Excerpted text:
# 6 meter Worlds in Vancouver BC



## Faster (Sep 13, 2005)

Not much going on in the racing forum here, but the new technology involved in regattas is impressive. The fleet is divided into 'Open' (modern boats with winged keels etc) and 'Classics' (some gorgeous woodies included)

*** Parental boasting warning***

Our son is crewing on the 6M 'New Sweden' (CAN 129) (actually a Vancouver boat), they are in third after two days, but have the most wins. Very exciting to watch and we are extremely proud of the whole crew. In a fleet with olympians and pros this crew of local amateurs is more than holding their own.

Dennis Conner is sailing in the 'Classics' fleet, as is the King of Spain. Chris Dickson is in town too.

This site:
https://6mworlds2017.sapsailing.com...:eventId=3fbe1757-652c-48d6-a7a5-3a611c82589b (page is a bit slow to load)

is keeping tabs on the event.. live leaderboard updates and a tracker that is live during the race but replay-able (and pause-able) afterwards. Very slick and a good way to observe the event if you can't be there.

http://6mvancouver2017.com/


----------



## SV Siren (Mar 8, 2013)

Pretty cool Faster...kudos to your son and the crew...proud papa indeed. But every parent is entitled to brag a bit on their kids.

A side note, love the classic 6 meter, and 8 meter boats.....just grace out on the water.


----------



## ecaldwel (Jul 11, 2004)

Small world... My daughter-in-law's family owns and is racing USA112 Ranger in the open division. Ranger is in her first race following an extensive 4 year rebuild. Interesting factoid is that Ted Turner skippered Ranger in several regattas in the late 70s after his America's Cup win. Totally uninteresting factoid is I helped my son's FIL trailer the boat cross country after he bought it.


----------



## ecaldwel (Jul 11, 2004)

SV Siren said:


> A side note, love the classic 6 meter, and 8 meter boats.....just grace out on the water.


Even beautiful on the inside. This is Ranger during her rebuild.


----------



## paulk (Jun 2, 2000)

Nice article in the current (Sep/Oct 2017) Woodenboat about new and revamped 6's.
https://www.woodenboat.com/current-issue-woodenboat-magazine


----------



## Arcb (Aug 13, 2016)

So how did things go? Is every one happy with the results?

If I read the results correctly, your son's boat got second over all?


----------



## Faster (Sep 13, 2005)

Arcb said:


> So how did things go? Is every one happy with the results?
> 
> If I read the results correctly, your son's boat got second over all?


Thanks Arc, yes they had a good day today, winding up with a solid 2nd place in the last race and ended up 2nd overall. They did catch a break when the former 2nd place boat was UFD (U flag disqualified... if the start is under a 'U' flag - a measure used to avoid multiple general recalls, any 'over earlys' are disqualified)

Nevertheless they sailed a darn good series. The eventual winner ended up with two wins (the second in the seventh race) Our boys had two wins in the first two days but were less consistent. They are happy, there's no shame in losing to the returning world champ Phillipe Durr of Switzerland. Adding to the sense of accomplishment is that many of the crew on the boats behind them were getting up to $1000/day to do the event. There were several past Olympians in the fleet as well. Names like Ron Holland, Russ Silvestri, Dennis Conner, Erik Bentzen - some sailing royalty there.

The Classics fleet was won by His Majesty the King of Spain, Don Juan Carlos.

They are celebrating tonight as I type... Very proud of the whole crew.


----------



## Arcb (Aug 13, 2016)




----------

Data records:
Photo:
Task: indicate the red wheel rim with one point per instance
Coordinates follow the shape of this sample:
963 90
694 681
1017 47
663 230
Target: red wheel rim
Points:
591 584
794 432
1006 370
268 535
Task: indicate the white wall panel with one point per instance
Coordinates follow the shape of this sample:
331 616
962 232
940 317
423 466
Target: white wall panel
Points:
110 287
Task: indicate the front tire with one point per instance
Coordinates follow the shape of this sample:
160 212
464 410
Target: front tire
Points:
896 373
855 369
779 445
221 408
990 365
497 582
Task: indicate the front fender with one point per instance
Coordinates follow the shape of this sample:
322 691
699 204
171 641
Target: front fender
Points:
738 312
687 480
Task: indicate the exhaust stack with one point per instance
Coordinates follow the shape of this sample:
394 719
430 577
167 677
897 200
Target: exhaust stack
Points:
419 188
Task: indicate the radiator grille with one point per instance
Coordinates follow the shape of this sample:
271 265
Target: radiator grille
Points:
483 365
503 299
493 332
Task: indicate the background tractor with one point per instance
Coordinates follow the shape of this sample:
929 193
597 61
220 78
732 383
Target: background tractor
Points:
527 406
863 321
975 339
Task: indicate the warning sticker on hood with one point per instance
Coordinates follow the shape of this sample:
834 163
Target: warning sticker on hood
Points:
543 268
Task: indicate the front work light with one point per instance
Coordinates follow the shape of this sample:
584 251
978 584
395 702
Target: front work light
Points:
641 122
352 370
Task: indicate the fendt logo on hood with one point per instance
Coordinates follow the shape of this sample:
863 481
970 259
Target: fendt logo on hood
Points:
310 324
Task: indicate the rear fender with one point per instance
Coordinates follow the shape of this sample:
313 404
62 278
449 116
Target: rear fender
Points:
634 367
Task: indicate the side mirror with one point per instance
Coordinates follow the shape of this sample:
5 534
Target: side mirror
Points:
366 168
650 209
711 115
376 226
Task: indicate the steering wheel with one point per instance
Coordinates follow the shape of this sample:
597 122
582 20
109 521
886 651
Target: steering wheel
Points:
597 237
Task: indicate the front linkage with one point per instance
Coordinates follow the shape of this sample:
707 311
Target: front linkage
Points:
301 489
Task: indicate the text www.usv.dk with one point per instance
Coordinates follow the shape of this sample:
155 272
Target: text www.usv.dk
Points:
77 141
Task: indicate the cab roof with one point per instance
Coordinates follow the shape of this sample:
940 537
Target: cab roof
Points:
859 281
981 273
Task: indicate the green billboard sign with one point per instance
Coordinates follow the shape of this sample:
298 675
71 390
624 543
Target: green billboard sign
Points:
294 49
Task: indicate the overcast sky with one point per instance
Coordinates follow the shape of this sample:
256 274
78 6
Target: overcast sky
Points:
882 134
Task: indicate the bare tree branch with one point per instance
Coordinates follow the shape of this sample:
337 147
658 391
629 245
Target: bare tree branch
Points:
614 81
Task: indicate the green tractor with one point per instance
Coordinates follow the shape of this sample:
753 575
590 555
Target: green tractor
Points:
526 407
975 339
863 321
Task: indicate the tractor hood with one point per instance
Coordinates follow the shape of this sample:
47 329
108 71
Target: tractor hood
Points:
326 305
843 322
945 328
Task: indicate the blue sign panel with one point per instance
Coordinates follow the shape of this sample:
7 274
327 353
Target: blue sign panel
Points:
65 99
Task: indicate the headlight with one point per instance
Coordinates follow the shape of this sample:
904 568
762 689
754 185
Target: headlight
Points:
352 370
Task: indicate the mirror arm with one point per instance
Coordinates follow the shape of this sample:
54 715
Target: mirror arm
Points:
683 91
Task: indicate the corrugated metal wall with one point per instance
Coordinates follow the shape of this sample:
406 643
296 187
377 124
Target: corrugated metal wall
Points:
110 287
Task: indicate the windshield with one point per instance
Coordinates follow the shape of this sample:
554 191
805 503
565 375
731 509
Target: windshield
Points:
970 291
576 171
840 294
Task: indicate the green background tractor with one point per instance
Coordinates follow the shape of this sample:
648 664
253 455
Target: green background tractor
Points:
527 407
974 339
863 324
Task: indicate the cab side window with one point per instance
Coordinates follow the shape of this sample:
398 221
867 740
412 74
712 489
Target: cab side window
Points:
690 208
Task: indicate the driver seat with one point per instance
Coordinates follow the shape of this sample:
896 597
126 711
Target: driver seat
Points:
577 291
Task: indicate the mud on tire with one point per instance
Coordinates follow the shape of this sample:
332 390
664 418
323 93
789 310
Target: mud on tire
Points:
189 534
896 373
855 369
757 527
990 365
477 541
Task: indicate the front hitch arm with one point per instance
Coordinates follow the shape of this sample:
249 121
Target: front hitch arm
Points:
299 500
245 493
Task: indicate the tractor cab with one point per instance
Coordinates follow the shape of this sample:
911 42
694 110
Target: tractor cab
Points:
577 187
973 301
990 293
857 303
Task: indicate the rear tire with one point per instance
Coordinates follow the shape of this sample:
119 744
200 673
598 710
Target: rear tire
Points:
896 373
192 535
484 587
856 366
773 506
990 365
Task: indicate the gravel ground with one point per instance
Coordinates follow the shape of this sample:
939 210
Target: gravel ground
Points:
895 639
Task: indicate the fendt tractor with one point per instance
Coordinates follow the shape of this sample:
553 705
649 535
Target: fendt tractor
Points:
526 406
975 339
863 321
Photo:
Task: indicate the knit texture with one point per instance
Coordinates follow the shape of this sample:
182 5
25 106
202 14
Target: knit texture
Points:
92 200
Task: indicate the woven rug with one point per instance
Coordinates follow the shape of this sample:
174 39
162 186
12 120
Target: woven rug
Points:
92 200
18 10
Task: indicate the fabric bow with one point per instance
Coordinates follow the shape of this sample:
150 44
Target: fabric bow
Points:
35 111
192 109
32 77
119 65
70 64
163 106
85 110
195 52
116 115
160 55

* * *

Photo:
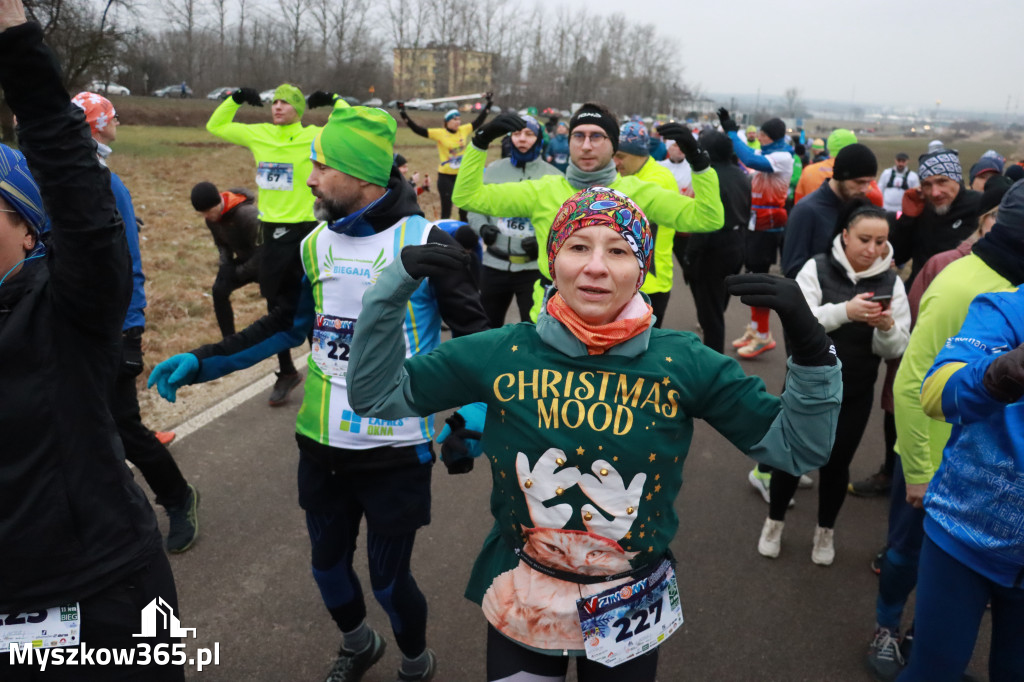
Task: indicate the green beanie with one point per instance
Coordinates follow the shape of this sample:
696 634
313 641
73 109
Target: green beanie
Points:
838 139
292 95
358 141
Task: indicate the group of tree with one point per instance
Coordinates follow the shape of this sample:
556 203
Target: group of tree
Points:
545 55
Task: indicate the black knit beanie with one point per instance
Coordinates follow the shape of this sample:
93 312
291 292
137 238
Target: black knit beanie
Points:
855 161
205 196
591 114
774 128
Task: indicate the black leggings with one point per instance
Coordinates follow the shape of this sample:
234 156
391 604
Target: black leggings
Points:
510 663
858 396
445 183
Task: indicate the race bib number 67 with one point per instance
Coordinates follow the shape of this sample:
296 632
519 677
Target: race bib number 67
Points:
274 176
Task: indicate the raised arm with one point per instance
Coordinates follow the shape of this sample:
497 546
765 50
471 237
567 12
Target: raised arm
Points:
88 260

Stated problem 1:
Answer these questions using the 6 meter Worlds thread.
(a) What sail number does the 6M 'New Sweden' carry?
(b) Who won the Classics fleet?
(c) How many years did Ranger's rebuild last?
Stated problem 2: Return the stretch of the 6 meter Worlds thread from "Dennis Conner is" through "can't be there.", copied word for word.

Task output 1:
(a) CAN 129
(b) His Majesty the King of Spain, Don Juan Carlos
(c) Four years

Task output 2:
Dennis Conner is sailing in the 'Classics' fleet, as is the King of Spain. Chris Dickson is in town too.

This site:
https://6mworlds2017.sapsailing.com...:eventId=3fbe1757-652c-48d6-a7a5-3a611c82589b (page is a bit slow to load)

is keeping tabs on the event.. live leaderboard updates and a tracker that is live during the race but replay-able (and pause-able) afterwards. Very slick and a good way to observe the event if you can't be there.